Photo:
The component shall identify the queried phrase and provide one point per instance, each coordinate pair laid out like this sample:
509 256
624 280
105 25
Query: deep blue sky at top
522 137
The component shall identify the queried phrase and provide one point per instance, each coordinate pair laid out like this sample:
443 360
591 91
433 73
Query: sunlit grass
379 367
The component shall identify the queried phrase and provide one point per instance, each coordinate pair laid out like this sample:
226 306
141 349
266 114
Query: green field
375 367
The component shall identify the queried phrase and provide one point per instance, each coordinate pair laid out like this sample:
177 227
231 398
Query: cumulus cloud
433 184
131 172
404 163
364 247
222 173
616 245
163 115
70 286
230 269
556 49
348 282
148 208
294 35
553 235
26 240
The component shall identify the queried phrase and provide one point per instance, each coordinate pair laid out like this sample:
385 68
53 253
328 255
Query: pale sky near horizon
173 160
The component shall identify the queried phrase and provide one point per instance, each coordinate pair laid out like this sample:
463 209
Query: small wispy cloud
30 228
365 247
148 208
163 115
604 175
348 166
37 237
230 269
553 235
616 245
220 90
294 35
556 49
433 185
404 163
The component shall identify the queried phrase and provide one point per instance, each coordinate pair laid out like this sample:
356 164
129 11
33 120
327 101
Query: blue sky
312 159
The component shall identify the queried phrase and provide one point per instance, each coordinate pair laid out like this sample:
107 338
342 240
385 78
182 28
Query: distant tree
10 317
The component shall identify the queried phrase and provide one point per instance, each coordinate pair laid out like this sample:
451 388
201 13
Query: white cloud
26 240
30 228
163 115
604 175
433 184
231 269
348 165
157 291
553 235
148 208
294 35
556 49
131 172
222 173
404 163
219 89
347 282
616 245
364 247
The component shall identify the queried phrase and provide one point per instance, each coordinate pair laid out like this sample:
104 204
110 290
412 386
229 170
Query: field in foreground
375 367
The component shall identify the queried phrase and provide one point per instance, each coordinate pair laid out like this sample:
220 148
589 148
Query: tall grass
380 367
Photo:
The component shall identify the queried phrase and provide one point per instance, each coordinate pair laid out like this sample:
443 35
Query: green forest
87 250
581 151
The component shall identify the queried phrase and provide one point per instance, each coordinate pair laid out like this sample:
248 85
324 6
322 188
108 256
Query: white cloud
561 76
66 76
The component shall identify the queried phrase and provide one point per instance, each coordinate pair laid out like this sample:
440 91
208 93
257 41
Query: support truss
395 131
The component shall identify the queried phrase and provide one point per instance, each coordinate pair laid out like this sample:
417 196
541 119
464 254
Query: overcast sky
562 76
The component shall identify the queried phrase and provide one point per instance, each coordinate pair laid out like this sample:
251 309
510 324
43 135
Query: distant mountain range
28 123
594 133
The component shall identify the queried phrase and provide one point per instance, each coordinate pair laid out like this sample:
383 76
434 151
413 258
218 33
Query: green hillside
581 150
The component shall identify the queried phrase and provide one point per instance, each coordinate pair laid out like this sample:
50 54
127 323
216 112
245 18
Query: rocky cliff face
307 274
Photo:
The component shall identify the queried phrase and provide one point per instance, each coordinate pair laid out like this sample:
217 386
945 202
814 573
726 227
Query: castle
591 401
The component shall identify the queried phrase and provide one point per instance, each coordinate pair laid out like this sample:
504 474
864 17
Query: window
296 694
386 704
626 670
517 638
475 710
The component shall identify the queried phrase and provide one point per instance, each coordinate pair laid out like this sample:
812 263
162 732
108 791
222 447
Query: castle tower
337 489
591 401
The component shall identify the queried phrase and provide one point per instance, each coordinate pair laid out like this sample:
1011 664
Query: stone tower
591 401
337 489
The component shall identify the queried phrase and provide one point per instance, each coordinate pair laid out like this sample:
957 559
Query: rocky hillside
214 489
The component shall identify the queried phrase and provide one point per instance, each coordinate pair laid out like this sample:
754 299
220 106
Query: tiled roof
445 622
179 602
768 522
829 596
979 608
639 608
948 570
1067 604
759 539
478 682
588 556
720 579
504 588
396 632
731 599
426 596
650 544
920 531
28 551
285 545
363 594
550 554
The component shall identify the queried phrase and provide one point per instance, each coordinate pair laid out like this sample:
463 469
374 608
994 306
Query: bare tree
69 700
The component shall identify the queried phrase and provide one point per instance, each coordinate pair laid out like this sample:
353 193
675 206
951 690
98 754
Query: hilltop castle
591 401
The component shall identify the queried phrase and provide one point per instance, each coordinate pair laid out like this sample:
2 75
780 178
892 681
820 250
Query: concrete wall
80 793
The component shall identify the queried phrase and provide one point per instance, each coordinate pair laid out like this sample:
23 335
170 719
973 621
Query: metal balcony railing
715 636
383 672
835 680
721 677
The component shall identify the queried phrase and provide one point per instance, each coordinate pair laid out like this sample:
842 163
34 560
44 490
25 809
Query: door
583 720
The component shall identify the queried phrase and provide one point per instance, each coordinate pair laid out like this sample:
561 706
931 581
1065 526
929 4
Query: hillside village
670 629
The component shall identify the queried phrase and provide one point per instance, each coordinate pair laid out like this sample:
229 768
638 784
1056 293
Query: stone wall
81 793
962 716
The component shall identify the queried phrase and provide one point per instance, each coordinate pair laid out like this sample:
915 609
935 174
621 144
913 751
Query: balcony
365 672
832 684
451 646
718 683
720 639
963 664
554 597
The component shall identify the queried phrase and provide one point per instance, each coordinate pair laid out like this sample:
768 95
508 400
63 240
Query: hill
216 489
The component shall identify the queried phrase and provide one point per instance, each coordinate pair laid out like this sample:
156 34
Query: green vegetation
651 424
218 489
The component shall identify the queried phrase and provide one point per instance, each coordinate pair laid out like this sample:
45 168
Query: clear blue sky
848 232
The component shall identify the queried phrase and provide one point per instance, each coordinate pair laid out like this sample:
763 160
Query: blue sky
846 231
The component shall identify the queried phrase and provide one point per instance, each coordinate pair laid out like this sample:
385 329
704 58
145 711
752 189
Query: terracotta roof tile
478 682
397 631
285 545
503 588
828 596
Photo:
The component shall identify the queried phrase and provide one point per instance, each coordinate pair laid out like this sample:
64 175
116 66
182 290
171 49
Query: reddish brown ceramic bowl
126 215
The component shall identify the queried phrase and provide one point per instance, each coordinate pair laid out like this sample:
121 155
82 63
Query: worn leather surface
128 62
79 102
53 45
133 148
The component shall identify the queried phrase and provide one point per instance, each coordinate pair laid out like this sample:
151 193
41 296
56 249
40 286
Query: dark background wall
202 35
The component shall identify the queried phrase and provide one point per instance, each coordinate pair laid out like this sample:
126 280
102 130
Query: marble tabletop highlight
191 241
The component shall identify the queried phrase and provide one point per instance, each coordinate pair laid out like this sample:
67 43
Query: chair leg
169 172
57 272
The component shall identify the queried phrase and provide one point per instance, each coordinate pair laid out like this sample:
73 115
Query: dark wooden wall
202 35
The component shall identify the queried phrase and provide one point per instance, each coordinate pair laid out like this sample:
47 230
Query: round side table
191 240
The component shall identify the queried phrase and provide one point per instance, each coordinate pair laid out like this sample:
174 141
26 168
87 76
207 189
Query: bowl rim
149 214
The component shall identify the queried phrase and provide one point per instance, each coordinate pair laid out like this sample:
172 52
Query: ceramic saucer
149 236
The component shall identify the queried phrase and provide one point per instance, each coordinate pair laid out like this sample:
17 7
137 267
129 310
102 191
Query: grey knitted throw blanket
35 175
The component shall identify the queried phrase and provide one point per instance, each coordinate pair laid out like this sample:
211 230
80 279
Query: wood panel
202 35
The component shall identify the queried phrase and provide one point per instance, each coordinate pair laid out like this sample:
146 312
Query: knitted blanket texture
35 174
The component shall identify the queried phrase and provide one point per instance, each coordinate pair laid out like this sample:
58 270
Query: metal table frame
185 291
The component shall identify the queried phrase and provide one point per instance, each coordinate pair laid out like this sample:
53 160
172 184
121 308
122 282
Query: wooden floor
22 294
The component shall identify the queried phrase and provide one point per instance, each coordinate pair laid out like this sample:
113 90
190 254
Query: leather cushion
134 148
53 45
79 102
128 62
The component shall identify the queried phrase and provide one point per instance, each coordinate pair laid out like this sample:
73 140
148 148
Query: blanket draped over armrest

**Goal of the exercise**
Return every line of the rows above that contains the word "wooden", treating case as significant.

**Worked answer**
Query: dark wooden wall
Query: wooden floor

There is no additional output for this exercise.